§ **Document excerpt**:
================

4.3 If Employee’s employment is terminated for any reason other than such reasons specified in Sections 4.1 and 4.2, the Company shall pay, or cause to be paid, to Employee within 30 days of the Termination Date (i) the full base salary earned by Employee through, but unpaid at, the Termination Date, plus (ii) credit for any vacation earned by Employee but not taken at the Termination Date, plus (iii) all other amounts owed by the Company to Employee (other than any bonus payment of
any kind) but unpaid as of the Termination Date.
4.4 The benefits set forth in Sections 4.1(c) and 4.2(c) shall run concurrently with any period of continuation coverage to which Employee is entitled under Section 601 of ERISA. Upon Employee’s re-employment during the period specified in each such Section, to the extent covered by the new employer’s plan, coverage under the Company’s plan shall lapse, subject to any continuation of coverage rights under Section 601 of ERISA. Employee’s
participation in and/or coverage under all other employee benefit plans, programs or arrangements sponsored or maintained by the Company shall cease effective as of the Termination Date except as otherwise provided in such employee benefit plan, program or arrangement.
Section 5. Mitigation or Reduction of Benefits
Employee shall not be required to mitigate the amount of any payment provided for in Section 4 by seeking other employment or otherwise. Except as otherwise specifically set forth herein, the amount of any payment or benefits provided in Section 4 shall not be reduced by any compensation or benefits or other amounts paid to or earned by Employee as the result of employment by another employer after the Termination Date or otherwise.
Section 6. Employee Expenses After Change in Control
If Employee’s employment is terminated by the Company within twenty-four (24) months after a Change in Control and there is a dispute with respect to this Agreement, then all Employee’s costs and expenses (including reasonable legal and accounting fees) incurred by Employee (a) to defend the validity of this Agreement, (b) to contest any termination for Cause, (c) to contest any determinations by the Company concerning the amounts payable by or on behalf of the Company under this Agreement, or (d) to otherwise obtain or enforce any right or benefit provided to Employee by this Agreement, shall be paid by the
Company. The Company shall make payment of such reimbursements from time to time, but in no event later than the last day of the calendar year following the calendar year in which such expenses are incurred, provided Employee timely submits reasonable documentation of such expenses. In the event Employee is not the prevailing party in any such contest, Employee shall pay back any reimbursements made by the Company hereunder within 30 days of final disposition of such contest.

================

§ **Task prompt**:
Reproduce word for word the part of the employment agreement excerpt above that opens with the words containing "4.4 The benefits" and closes with "program or arrangement.".

================

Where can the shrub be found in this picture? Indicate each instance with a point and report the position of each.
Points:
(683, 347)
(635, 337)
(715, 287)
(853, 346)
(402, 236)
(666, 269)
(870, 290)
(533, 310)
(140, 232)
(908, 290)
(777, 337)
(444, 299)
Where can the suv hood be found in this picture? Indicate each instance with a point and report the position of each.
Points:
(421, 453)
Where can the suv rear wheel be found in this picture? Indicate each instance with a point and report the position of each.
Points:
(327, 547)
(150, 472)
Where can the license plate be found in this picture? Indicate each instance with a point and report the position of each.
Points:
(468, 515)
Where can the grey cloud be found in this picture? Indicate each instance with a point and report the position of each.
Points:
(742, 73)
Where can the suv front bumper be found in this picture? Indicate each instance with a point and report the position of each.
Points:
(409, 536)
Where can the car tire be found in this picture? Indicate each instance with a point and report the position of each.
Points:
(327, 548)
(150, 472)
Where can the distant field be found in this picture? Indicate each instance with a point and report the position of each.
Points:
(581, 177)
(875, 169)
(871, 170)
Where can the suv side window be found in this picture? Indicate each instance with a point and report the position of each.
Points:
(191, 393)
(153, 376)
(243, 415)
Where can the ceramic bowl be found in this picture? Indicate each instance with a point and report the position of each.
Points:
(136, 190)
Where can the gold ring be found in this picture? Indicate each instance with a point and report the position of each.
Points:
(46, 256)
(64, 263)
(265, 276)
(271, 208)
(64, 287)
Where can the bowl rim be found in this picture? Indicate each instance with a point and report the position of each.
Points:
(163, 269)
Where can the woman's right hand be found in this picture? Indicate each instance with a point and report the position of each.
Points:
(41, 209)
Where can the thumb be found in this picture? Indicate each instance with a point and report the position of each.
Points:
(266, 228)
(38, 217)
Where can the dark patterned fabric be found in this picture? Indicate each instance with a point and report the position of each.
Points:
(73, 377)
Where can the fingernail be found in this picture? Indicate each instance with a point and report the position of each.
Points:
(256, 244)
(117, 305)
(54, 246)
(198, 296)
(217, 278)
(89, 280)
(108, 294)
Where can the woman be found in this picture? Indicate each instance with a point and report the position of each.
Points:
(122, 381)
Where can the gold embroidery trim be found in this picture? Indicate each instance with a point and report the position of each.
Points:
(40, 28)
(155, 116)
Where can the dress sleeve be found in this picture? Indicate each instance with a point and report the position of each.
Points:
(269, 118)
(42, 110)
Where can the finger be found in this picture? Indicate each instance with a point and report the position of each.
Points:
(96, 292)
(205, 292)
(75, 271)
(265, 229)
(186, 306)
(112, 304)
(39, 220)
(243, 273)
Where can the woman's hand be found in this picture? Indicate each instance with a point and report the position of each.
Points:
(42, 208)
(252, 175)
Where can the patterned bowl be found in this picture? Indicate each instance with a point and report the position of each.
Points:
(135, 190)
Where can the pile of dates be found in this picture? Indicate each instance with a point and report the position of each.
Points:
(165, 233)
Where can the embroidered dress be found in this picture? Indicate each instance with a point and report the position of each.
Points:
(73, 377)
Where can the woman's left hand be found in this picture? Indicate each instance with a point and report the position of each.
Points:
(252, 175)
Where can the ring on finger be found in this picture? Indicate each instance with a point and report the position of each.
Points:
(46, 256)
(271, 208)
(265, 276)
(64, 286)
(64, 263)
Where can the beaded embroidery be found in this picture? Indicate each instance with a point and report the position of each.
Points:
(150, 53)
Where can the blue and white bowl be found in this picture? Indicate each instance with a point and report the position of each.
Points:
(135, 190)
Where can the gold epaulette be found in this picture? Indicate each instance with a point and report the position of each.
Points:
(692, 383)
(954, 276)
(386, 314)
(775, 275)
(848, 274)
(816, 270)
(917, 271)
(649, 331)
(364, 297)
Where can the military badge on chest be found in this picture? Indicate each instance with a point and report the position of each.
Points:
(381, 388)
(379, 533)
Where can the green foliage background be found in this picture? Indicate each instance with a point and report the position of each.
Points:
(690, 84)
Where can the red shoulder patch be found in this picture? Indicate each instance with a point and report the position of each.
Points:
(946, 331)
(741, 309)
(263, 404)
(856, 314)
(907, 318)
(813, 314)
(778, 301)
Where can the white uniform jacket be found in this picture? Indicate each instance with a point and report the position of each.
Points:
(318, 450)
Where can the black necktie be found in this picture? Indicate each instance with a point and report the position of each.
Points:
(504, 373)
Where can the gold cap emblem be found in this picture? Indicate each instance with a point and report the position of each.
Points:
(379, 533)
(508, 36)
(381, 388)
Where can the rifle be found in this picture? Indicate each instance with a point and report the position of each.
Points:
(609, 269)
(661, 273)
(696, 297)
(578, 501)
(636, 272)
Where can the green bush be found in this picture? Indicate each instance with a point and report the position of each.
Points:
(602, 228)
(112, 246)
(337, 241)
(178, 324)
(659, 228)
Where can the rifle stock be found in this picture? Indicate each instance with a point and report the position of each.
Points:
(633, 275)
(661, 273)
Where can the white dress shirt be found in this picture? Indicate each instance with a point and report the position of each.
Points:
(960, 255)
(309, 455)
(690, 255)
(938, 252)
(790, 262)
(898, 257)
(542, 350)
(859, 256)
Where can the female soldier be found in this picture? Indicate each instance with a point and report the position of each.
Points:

================

§ **Answer space**:
4.4 The benefits set forth in Sections 4.1(c) and 4.2(c) shall run concurrently with any period of continuation coverage to which Employee is entitled under Section 601 of ERISA. Upon Employee’s re-employment during the period specified in each such Section, to the extent covered by the new employer’s plan, coverage under the Company’s plan shall lapse, subject to any continuation of coverage rights under Section 601 of ERISA. Employee’s
participation in and/or coverage under all other employee benefit plans, programs or arrangements sponsored or maintained by the Company shall cease effective as of the Termination Date except as otherwise provided in such employee benefit plan, program or arrangement.